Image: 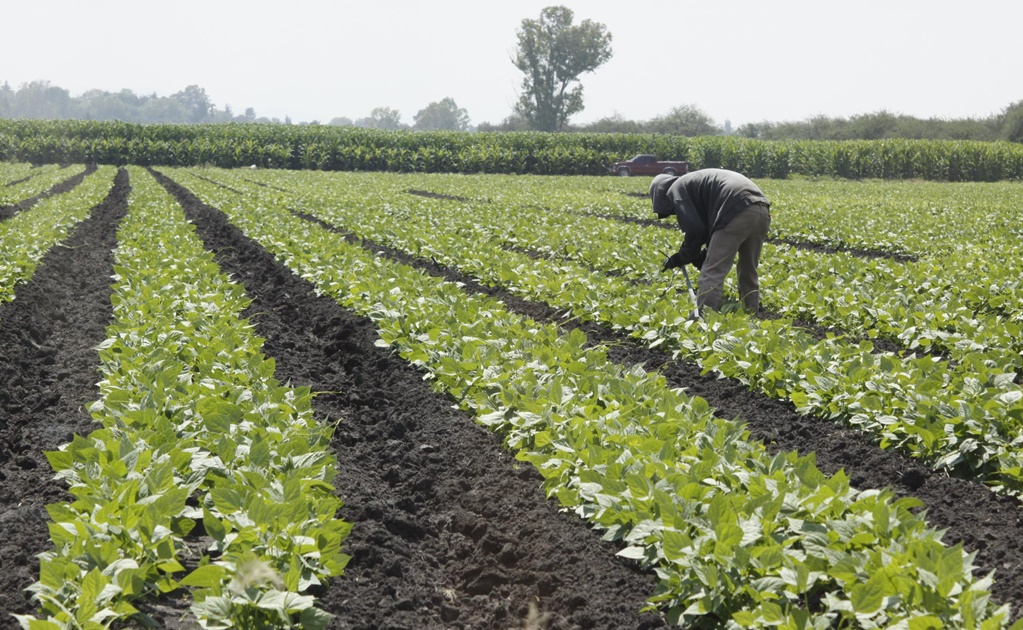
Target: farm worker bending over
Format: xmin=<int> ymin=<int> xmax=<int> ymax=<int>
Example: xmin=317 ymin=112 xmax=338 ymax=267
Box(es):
xmin=650 ymin=169 xmax=770 ymax=312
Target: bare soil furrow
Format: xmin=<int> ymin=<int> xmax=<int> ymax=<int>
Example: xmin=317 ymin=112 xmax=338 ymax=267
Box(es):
xmin=0 ymin=171 xmax=129 ymax=629
xmin=0 ymin=164 xmax=97 ymax=221
xmin=149 ymin=169 xmax=663 ymax=630
xmin=286 ymin=206 xmax=1023 ymax=616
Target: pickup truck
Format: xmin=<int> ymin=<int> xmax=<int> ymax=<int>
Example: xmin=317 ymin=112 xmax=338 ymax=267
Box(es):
xmin=610 ymin=155 xmax=690 ymax=177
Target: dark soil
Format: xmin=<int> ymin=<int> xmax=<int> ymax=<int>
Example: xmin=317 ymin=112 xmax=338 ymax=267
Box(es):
xmin=408 ymin=188 xmax=472 ymax=201
xmin=0 ymin=171 xmax=128 ymax=628
xmin=149 ymin=170 xmax=664 ymax=630
xmin=0 ymin=164 xmax=97 ymax=221
xmin=280 ymin=205 xmax=1023 ymax=618
xmin=0 ymin=172 xmax=1023 ymax=630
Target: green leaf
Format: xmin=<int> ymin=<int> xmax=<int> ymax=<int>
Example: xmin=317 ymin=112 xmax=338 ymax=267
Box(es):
xmin=178 ymin=565 xmax=227 ymax=591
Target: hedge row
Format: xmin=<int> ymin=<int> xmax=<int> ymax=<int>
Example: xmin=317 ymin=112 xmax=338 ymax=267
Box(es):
xmin=0 ymin=120 xmax=1023 ymax=181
──────
_INSTRUCTIONS FOR THE TASK_.
Recast all of the records above as a JSON list of strings, one string per line, with blank lines omitted. Leave the pictures out of the list.

_TASK OUTPUT_.
[
  "Image: ",
  "Target: farm worker bending over",
  "Format: xmin=<int> ymin=<int> xmax=<int> ymax=<int>",
  "Example: xmin=317 ymin=112 xmax=338 ymax=267",
  "Box(es):",
  "xmin=650 ymin=169 xmax=770 ymax=312",
  "Target: bare soil furrow",
  "Format: xmin=<int> ymin=<int> xmax=<int> ymax=<int>",
  "Example: xmin=317 ymin=112 xmax=338 ymax=267",
  "Box(es):",
  "xmin=0 ymin=171 xmax=129 ymax=629",
  "xmin=0 ymin=164 xmax=97 ymax=221",
  "xmin=149 ymin=169 xmax=663 ymax=630",
  "xmin=286 ymin=206 xmax=1023 ymax=616",
  "Target: pickup truck",
  "Format: xmin=<int> ymin=<int> xmax=<int> ymax=<int>",
  "Example: xmin=317 ymin=112 xmax=338 ymax=267",
  "Box(es):",
  "xmin=610 ymin=155 xmax=690 ymax=177",
  "Target: dark soil",
  "Format: xmin=<int> ymin=<int> xmax=<int> ymax=<int>",
  "Example: xmin=317 ymin=112 xmax=338 ymax=267",
  "Box(es):",
  "xmin=408 ymin=188 xmax=472 ymax=201",
  "xmin=0 ymin=171 xmax=128 ymax=628",
  "xmin=149 ymin=170 xmax=664 ymax=630",
  "xmin=0 ymin=164 xmax=97 ymax=221",
  "xmin=280 ymin=205 xmax=1023 ymax=618",
  "xmin=0 ymin=172 xmax=1023 ymax=630",
  "Target: green leaf",
  "Format: xmin=<int> ymin=<int> xmax=<int> ymax=<int>",
  "Example: xmin=317 ymin=112 xmax=338 ymax=267",
  "Box(es):",
  "xmin=178 ymin=565 xmax=227 ymax=591",
  "Target: hedge row",
  "Format: xmin=<int> ymin=<int> xmax=<int> ymax=<int>",
  "Example: xmin=317 ymin=112 xmax=338 ymax=267",
  "Box(es):",
  "xmin=0 ymin=120 xmax=1023 ymax=181"
]